* _REQUEST_:
Rewrite all of the data below, swapping "Target" for "Object" everywhere it appears and leaving everything else untouched.

* _Dataset rows_:
=-=-=-=-=

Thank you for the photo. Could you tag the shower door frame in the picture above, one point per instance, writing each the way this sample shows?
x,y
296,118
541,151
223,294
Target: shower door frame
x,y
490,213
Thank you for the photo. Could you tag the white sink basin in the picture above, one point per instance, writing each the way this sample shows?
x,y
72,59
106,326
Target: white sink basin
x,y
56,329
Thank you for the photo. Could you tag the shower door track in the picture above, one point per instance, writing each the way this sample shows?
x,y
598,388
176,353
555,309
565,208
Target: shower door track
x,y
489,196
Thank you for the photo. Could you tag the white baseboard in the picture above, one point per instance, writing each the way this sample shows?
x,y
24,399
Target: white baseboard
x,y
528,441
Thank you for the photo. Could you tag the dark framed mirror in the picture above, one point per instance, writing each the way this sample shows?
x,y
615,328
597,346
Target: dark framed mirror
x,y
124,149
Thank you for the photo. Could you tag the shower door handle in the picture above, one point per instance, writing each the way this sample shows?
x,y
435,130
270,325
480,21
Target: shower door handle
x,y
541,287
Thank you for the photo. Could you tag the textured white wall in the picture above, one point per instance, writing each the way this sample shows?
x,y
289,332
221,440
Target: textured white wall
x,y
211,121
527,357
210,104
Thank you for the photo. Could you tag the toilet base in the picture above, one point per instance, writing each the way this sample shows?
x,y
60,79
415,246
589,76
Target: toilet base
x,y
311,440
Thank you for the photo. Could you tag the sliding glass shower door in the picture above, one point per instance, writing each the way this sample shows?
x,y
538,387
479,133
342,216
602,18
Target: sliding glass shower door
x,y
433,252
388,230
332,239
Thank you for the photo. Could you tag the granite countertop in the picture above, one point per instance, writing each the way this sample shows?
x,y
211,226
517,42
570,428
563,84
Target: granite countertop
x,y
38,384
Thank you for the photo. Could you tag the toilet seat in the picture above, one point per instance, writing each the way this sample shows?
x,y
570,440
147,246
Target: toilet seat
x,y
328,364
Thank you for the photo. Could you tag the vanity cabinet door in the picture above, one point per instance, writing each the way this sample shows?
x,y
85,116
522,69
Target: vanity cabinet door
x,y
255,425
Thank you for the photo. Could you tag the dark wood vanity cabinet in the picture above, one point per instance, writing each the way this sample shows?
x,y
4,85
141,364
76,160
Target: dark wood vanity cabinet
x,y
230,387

=-=-=-=-=

* _CORRECT OUTPUT_:
Thank you for the photo. Could you tag the shower door frame in the picture above, one point per instance, writing each the way this sample shows?
x,y
296,118
541,151
223,294
Object: shower door frame
x,y
490,213
Thank you for the photo. Could you tag the white sink basin in the picture above, one point per instance, writing each the way this sample shows?
x,y
72,59
106,326
Object: white sink basin
x,y
56,329
Thank you for the photo. Could you tag the shower door track in the picture above, one point per instance, writing each the way this sample shows?
x,y
598,388
176,353
555,309
565,208
Object: shower door track
x,y
489,196
Thank you for the photo. Could you tag the white baseboard in the picture above, one point per instance, writing each the way this sample shows?
x,y
24,399
Object: white baseboard
x,y
528,441
Thank you for the photo. Could you tag the dark framed mirror in the picture above, one point per instance, writing each the way this sample shows?
x,y
615,328
597,346
Object: dark framed mirror
x,y
124,149
Thank you for the photo. Could you tag the shower door handle in the picture above, one point per instance, writing each the way this sample shows?
x,y
435,130
270,325
480,21
Object: shower door handle
x,y
541,287
Thank you for the photo. Could you tag the textured white wall in the picture above, one point per instance, writing each the way this sample shows?
x,y
289,332
221,440
Object: textured white wall
x,y
211,121
527,357
210,104
Thank you for the photo. Could you tag the toilet base in the picture above, one point per instance, writing each the way this sample shows?
x,y
60,79
415,246
589,76
Object: toilet base
x,y
311,440
Thank you for the photo. Could you tag the sliding glass shower door in the picture above, one point per instance, writing each the way this sample shows?
x,y
538,387
479,133
342,216
602,18
Object: sliding glass shower door
x,y
433,252
388,230
332,239
Thank you for the photo. Could you tag the granite countertop in the picture above, one point per instance, writing each the way this sample shows?
x,y
211,226
517,42
570,428
563,84
Object: granite countertop
x,y
38,384
Thank you for the photo. Could you tag the toilet seat in the picture above, one point per instance, writing each the way this sample shows?
x,y
570,440
147,246
Object: toilet seat
x,y
328,364
Thank you for the photo. Could you tag the vanity cabinet door in the picture above, one point per instance, writing each the way this sample shows?
x,y
85,116
522,69
Object: vanity cabinet door
x,y
255,425
Thank you for the photo. Could you tag the dark wood vanity cabinet in the picture above, one point per instance, writing each the way this sample shows?
x,y
4,85
141,364
76,160
Object: dark wood vanity cabinet
x,y
230,387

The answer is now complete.